Activity
Nothing but the lines below from the one that contains "Target: ceiling light fixture" through the one that contains "Target: wooden post" should be retyped, exactly and including both ends. Do not include pictures.

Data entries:
========================

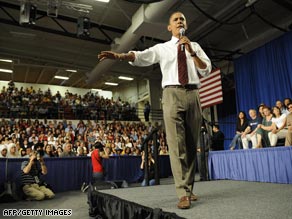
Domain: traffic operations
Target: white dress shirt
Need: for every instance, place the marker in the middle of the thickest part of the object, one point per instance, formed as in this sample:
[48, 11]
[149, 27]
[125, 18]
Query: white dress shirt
[166, 55]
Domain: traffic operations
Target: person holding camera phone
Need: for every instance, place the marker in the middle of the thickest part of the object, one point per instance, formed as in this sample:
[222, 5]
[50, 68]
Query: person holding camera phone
[33, 187]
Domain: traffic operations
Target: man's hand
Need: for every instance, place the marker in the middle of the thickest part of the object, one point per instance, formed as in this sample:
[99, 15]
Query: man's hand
[32, 157]
[185, 40]
[108, 55]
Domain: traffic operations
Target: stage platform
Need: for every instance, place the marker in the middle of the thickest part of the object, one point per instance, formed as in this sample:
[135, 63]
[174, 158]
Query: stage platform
[217, 199]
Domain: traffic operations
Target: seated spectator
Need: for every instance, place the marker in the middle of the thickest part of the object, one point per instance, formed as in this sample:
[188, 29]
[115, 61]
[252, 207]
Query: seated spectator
[286, 102]
[217, 140]
[68, 151]
[241, 125]
[33, 186]
[264, 128]
[163, 150]
[96, 159]
[3, 150]
[279, 130]
[48, 152]
[250, 133]
[12, 151]
[288, 141]
[280, 105]
[59, 151]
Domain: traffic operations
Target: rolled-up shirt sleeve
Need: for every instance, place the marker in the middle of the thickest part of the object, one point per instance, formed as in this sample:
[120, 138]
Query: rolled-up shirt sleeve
[202, 55]
[146, 58]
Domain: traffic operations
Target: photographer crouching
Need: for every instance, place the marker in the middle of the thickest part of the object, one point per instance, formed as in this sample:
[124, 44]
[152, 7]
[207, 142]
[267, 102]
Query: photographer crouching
[33, 187]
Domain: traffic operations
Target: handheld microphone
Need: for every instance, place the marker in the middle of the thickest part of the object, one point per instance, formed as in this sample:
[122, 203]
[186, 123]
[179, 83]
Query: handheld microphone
[182, 33]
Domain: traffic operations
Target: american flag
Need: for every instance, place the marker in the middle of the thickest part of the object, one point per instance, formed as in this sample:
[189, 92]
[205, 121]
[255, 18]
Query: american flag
[211, 89]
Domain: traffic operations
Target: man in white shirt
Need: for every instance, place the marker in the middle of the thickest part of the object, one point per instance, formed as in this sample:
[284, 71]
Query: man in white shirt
[181, 104]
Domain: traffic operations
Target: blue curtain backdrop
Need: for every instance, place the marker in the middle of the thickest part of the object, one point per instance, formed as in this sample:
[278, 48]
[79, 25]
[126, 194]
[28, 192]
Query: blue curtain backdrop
[265, 74]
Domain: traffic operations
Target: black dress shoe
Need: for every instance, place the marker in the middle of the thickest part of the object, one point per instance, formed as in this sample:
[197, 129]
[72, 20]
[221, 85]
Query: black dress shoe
[193, 197]
[184, 202]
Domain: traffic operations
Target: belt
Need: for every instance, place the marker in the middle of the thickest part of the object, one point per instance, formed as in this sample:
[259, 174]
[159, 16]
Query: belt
[186, 87]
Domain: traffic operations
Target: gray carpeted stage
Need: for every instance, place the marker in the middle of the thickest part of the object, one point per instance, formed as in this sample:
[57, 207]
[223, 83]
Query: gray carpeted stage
[217, 199]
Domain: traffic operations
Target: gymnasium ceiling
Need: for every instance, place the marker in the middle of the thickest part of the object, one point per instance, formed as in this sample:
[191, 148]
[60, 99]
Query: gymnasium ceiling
[225, 29]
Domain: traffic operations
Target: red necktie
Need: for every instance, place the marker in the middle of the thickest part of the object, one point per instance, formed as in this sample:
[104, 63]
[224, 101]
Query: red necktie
[182, 66]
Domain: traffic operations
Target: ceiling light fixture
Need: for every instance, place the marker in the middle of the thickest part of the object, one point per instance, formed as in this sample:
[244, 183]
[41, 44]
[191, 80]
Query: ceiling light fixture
[6, 70]
[61, 77]
[250, 3]
[126, 78]
[96, 90]
[6, 60]
[111, 84]
[104, 1]
[71, 70]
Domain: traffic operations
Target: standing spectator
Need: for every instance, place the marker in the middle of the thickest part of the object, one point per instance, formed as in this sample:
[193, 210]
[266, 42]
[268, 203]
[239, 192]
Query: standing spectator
[33, 186]
[146, 111]
[151, 173]
[288, 141]
[3, 150]
[217, 140]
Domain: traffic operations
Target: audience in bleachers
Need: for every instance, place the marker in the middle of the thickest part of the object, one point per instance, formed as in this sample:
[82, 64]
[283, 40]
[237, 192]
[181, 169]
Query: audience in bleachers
[273, 127]
[28, 103]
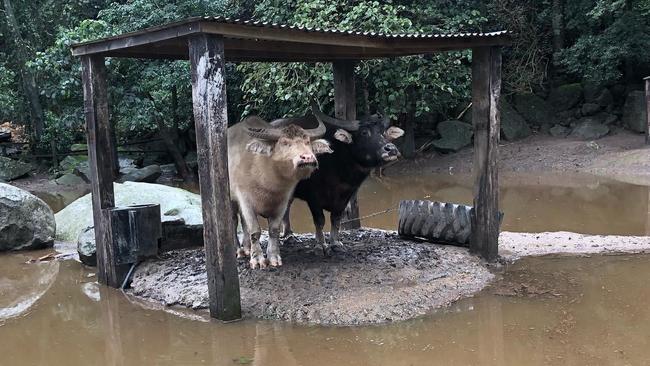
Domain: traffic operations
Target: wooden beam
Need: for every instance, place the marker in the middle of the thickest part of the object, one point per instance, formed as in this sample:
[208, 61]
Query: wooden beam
[211, 119]
[345, 107]
[100, 160]
[486, 90]
[647, 106]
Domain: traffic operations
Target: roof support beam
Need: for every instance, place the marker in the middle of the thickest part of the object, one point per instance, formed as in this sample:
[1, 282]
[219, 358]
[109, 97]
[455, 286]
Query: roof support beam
[486, 90]
[211, 120]
[101, 162]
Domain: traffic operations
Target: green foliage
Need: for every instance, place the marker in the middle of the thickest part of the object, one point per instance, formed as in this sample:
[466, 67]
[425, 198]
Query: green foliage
[413, 86]
[610, 35]
[8, 96]
[604, 40]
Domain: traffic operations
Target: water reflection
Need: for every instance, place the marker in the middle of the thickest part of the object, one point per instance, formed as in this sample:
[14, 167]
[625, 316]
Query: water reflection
[565, 311]
[531, 203]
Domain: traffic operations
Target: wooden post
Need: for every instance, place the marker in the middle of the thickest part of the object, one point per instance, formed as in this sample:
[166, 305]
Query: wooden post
[101, 164]
[486, 89]
[647, 106]
[211, 119]
[345, 107]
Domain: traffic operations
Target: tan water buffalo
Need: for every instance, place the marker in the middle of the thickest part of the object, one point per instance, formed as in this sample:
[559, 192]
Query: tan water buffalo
[265, 164]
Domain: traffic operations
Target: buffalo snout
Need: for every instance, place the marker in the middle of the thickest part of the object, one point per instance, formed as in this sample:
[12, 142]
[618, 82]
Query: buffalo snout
[390, 152]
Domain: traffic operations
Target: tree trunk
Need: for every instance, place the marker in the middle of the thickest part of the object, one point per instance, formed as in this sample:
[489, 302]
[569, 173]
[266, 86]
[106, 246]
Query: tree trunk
[29, 83]
[557, 9]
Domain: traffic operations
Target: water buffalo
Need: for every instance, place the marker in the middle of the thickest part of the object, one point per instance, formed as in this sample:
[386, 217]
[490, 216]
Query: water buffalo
[359, 146]
[265, 164]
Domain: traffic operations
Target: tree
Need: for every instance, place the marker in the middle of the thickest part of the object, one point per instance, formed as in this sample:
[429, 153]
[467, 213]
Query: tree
[29, 83]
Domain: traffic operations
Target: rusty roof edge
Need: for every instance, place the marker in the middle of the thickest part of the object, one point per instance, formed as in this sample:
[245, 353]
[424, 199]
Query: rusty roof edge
[255, 23]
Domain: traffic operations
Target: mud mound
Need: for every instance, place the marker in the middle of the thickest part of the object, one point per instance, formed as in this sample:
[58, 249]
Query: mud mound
[380, 278]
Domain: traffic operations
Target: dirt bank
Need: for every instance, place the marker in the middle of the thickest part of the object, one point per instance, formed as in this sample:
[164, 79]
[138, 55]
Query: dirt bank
[622, 156]
[380, 278]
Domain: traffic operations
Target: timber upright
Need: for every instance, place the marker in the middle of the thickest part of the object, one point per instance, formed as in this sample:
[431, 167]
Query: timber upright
[211, 119]
[486, 90]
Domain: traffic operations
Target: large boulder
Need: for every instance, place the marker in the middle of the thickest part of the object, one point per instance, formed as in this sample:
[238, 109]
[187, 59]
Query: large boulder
[12, 169]
[147, 174]
[86, 247]
[174, 202]
[589, 129]
[454, 135]
[589, 109]
[26, 222]
[634, 111]
[565, 96]
[513, 125]
[533, 108]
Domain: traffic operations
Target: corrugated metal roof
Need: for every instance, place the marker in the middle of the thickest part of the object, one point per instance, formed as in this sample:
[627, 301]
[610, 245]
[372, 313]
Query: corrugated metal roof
[253, 40]
[258, 23]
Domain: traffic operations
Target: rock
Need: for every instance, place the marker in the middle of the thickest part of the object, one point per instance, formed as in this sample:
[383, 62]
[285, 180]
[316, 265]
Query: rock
[533, 108]
[86, 247]
[565, 96]
[559, 131]
[83, 170]
[26, 222]
[454, 135]
[173, 202]
[513, 125]
[71, 162]
[589, 109]
[634, 111]
[606, 118]
[12, 169]
[147, 174]
[592, 90]
[605, 98]
[70, 179]
[79, 147]
[589, 129]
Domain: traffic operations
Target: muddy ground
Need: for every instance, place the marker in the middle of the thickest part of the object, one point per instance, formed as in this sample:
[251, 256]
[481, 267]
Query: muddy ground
[622, 155]
[380, 278]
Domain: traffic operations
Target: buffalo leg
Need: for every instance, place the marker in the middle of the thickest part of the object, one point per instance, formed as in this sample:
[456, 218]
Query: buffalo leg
[245, 248]
[254, 232]
[273, 249]
[335, 242]
[319, 223]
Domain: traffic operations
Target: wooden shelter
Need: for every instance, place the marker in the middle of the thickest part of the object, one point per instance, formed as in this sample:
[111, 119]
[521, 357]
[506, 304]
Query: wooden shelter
[210, 42]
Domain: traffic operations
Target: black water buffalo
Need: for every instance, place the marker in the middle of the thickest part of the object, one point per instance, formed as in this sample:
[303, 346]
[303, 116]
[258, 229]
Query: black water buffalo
[359, 146]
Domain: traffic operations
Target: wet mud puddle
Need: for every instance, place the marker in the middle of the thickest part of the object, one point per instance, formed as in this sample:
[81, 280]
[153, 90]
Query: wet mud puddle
[545, 311]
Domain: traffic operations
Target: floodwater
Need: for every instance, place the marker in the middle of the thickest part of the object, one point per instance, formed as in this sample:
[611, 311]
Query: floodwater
[543, 311]
[531, 203]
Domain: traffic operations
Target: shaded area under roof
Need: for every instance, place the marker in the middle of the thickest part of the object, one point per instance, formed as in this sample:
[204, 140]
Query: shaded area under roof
[250, 41]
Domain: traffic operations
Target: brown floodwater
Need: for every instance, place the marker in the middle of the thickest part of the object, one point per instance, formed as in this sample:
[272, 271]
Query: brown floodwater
[531, 203]
[545, 311]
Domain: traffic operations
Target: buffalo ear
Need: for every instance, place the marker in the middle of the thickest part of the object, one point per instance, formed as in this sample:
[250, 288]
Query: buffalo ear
[393, 133]
[321, 146]
[260, 147]
[343, 136]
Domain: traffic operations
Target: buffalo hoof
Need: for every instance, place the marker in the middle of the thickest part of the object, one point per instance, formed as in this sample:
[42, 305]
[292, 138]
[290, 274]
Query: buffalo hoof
[258, 261]
[337, 246]
[291, 239]
[275, 260]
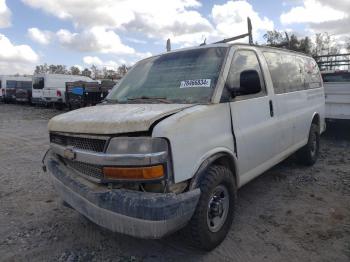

========================

Answer to this task
Target: ceiling light fixture
Need: for every instance, place the marker in the middle of the thickest part of the object, one point per instance, formed as in this sample:
[244, 183]
[41, 44]
[191, 80]
Query: ceiling light fixture
[6, 70]
[61, 77]
[250, 3]
[126, 78]
[96, 90]
[6, 60]
[111, 84]
[104, 1]
[71, 70]
Domain: traffic operations
Target: standing spectator
Need: for every instance, place the marker in the middle of the thickest part of the object, one point per instance, formed as in this sample:
[193, 210]
[266, 42]
[268, 203]
[239, 192]
Query: standing spectator
[33, 186]
[146, 111]
[151, 173]
[288, 141]
[3, 150]
[217, 140]
Domain: traffic operations
Target: audience in bleachers
Need: for every instance, place the marker in the middle of the thickest part of the object, one point per instance, formed as in this sample:
[82, 64]
[283, 40]
[237, 192]
[181, 169]
Query: audience in bleachers
[273, 127]
[28, 103]
Domain: traffic operations
Target: wooden beam
Need: for every instance, place the marker in the middle of the thickest part of the object, one point per instance, formed as in this sample:
[208, 61]
Query: wooden beam
[211, 119]
[345, 107]
[100, 160]
[486, 90]
[647, 106]
Domain: traffic operations
Target: roof support beam
Need: for every instance, place the marker in the middle of the thickest part of the object, one point per instance, formed as in this sample:
[1, 282]
[219, 358]
[109, 97]
[455, 286]
Query: roof support beam
[486, 90]
[211, 120]
[101, 162]
Domain: traffic operations
Target: green foliage
Need: for every instance, place the marker in the middle of the thickest part of the object, one point per instance, formed as in this sample:
[466, 67]
[425, 198]
Query: green foliage
[413, 86]
[610, 35]
[8, 96]
[604, 40]
Domain: traffic operations
Target: water reflection
Need: for every instance, place the marker in the middle of the thickest part of the object, one point per instance, formed as in this sample:
[14, 167]
[625, 316]
Query: water reflection
[565, 311]
[531, 203]
Domain: traffic operations
Target: wooden post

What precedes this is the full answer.